PROVIDED PASSAGE
I am not so sure. The expectation to be able to directly use foreign values as if they were "natively implemented" host language objects is a very unique JavaScriptism. I doubt that anything like that will be done in any other embedding. It's not how embedded VMs or data representations usually work. You normally have an API or wrapper objects for accessing embedded values.

@jakobkummerow
Copy link
Contributor

I share the concern about internal shape descriptors flowing out to JS as first-class values; I don't think we would want that (mostly for code robustness reasons). I think our implementation will use an indirection there: Wasm struct points to internal shape descriptor, internal shape descriptor points to Wasm-level "custom descriptor". That way the custom descriptor can flow out to JS without the internal shape descriptor ever floating around userspace code as a first-class value. To make the custom descriptor be the thing that's passed to struct.new etc, it'll also have to have a pointer back to the internal shape descriptor it's associated with.

I strongly share the concern that replacing a prototype after any object using that descriptor has already been exposed to user code (e.g. via the "start" function) is a no-go: we'd have to allocate a fresh internal shape descriptor for the new prototype, and updating all pointers to that would be somewhere between "a big mess" and "infeasible". (Having the prototype itself be mutable is fine, it just needs to preserve its object identity.)

For scaling reasons (many shapes with many methods installed on prototypes) I believe that we'll really want a declarative way to specify them, which AFAICS will mean some kind of section (because that's the declarative mechanism that Wasm has). So I think we should be spending our brainstorming time on coming up with a kind of section (core Wasm? traditional "custom section"? something new in between? something... else?) that we can agree on for this purpose.
Just so it doesn't get lost in the discussion, I'd like to highlight that besides specifying which JS object should be the prototype for which Wasm RTT, there will be two additional things that will likely be even more performance sensitive, and hence even more reason to want a declarative approach:

  • specifying the prototype relations between these prototypes (so that a Java/Kotlin/... class hierarchy is properly reflected in the JS-side prototypes)
  • specifying which Wasm function (from the same module) is installed under which name as a method on one of these prototypes. I don't have hard numbers, but as a rough guess, I wouldn't be surprised if we had on average ten or so methods per prototype, so setting these up will be an order of magnitude more impactful for performance than configuring the object identity for the prototypes.

@tlively
Copy link
Member Author

tlively commented Feb 28, 2025

I consider these to be the requirements constraining the solution space here:

  • Immutable Prototype Identity
  • Custom Descriptors Available in Constant Expressions
  • Maintain Core Wasm Abstractions
  • No Additions to Core Wasm (that are not independently useful)
  • No Slowdown for Unrelated Code
  • Admits a Declarative API

These requirements imply that if a solution sets up an association between a custom descriptor and a particular prototype object, the information about that association must be encapsulated in an imported value passed to the allocation of the custom RTT. More details about these requirements and their implications is included in the spoiler at the bottom of this post.

Furthermore, the specified algorithm for [[GetPrototypeOf]] must be able to look up the prototype from some combination of the custom descriptor's identity, type, and value.

This seems to give four families of solutions, although there might be other solutions I am missing. All are described below, although the last solution is the only new one.

SET PROBLEM
Pick up the WebAssembly prototype thread after its last sentence and keep writing it. The material after this thread is separate from it.

PROVIDED DATA
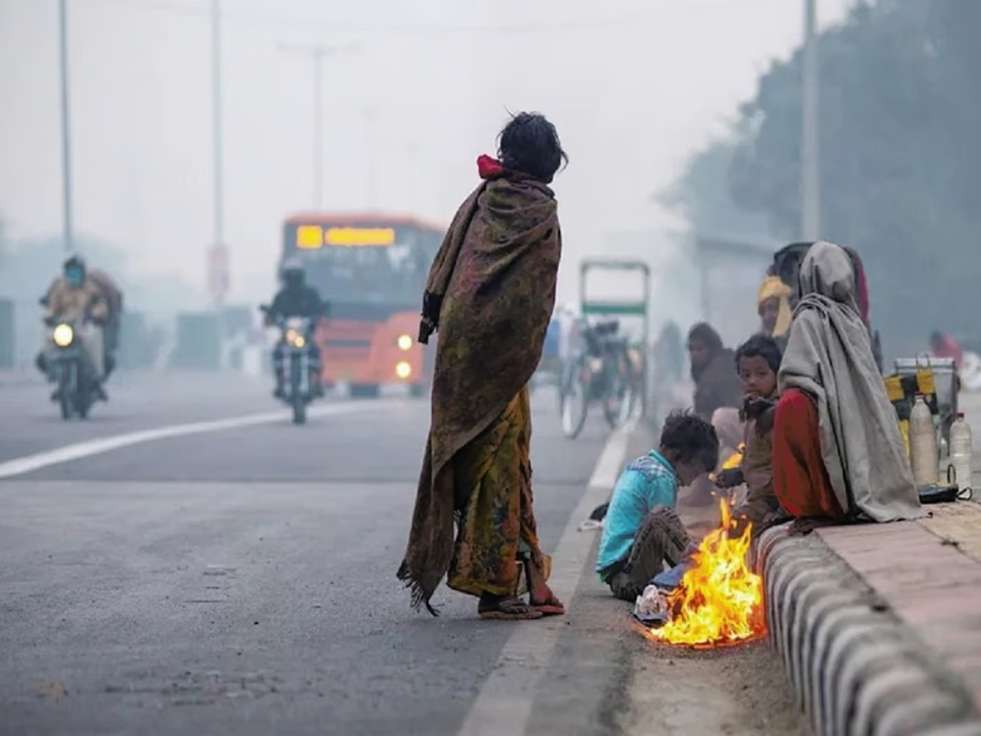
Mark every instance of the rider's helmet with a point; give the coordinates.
(74, 271)
(293, 273)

RESPONSE FOR THIS EXERCISE
1. Trivial Prototypes

The simplest solution is to use only the custom descriptor's identity to look up the associated prototype. In the spec, this would mean there is a global map from custom descriptor addresses to prototype objects. In implementations, this would mean that every custom descriptor has an eagerly allocated empty associated prototype. One downside of this approach is the (probably negligible) overhead of allocating an empty prototype for every custom descriptor, whether it needs one or not.

All other solutions import values to use during custom descriptor allocation to set up the association with the prototypes. These imported values could be the prototypes themselves, but it is probably better for them to be option bags containing the prototypes to allow us to additionally configure own properties or other things in the future.

2. Field Order Convention

If we're not using the custom descriptor's identity to look up the prototype, we have to use some combination of its type and value. In fact, we must use the type to at least ensure we are getting the prototype from an immutable field. This ensures that the spec algorithm that respects Wasm abstraction boundaries and what real engines would do, namely eagerly copy the prototype into the prototype slot at custom descriptor allocation time, will produce the same value.

The simplest way to look up the prototype from the custom descriptor is to use some fixed convention of where to look. For example:

  • Take the value of the first field if that field is immutable, else null.
  • Take the value of the first immutable field if it exists, else null.
  • Take the value of the first field if is immutable and matches externref, else null.
  • Take the value of the first immutable field that matches externref if it exists, else null.
  • etc.

We can bikeshed the precise convention later. No matter what the convention is, it is something producers have to be aware of. In some cases, they might need to insert a null placeholder field to prevent some other field from being unintentionally picked as holding the prototype.

3. Distinguished Types

We can alternatively allow producers to communicate their intention for a particular field to contain the prototype by having a distinguished type (i.e. not externref) that they can use for that field. Since we don't want to add anything to core Wasm that does not stand alone, we can't just add a new subtype of externref for this, but we could take a dependency on type imports and provide such a subtype as an importable builtin type.

With this solution, the spec algorithm would use the first immutable field with the distinguished builtin type to lookup the prototype. Real engines would do a similar iteration, considering only fields referring to imported subtypes of extern, at custom descriptor allocation time.

4. Distinguished Values (✨NEW!✨)

Rather than iterating through the type of the custom descriptor to find the field used to look up the prototype, it would be possible to iterate through the values of the fields instead. We could have an API that sets an internal sentinel property on objects intended to be imported for use as prototypes (or option bags containing prototypes), and the spec algorithm could iterate through immutable fields looking for the first value that had that sentinel property set. Real engines would do the same search when allocating custom descriptors.

The advantage of this approach is that it lets producers signal their intent explicitly, just like with distinguished types, but it doesn't depend on type imports. The downside is that there might be more fields to search through than there would be with the distinguished types approach, but I doubt this would make much of a difference in practice.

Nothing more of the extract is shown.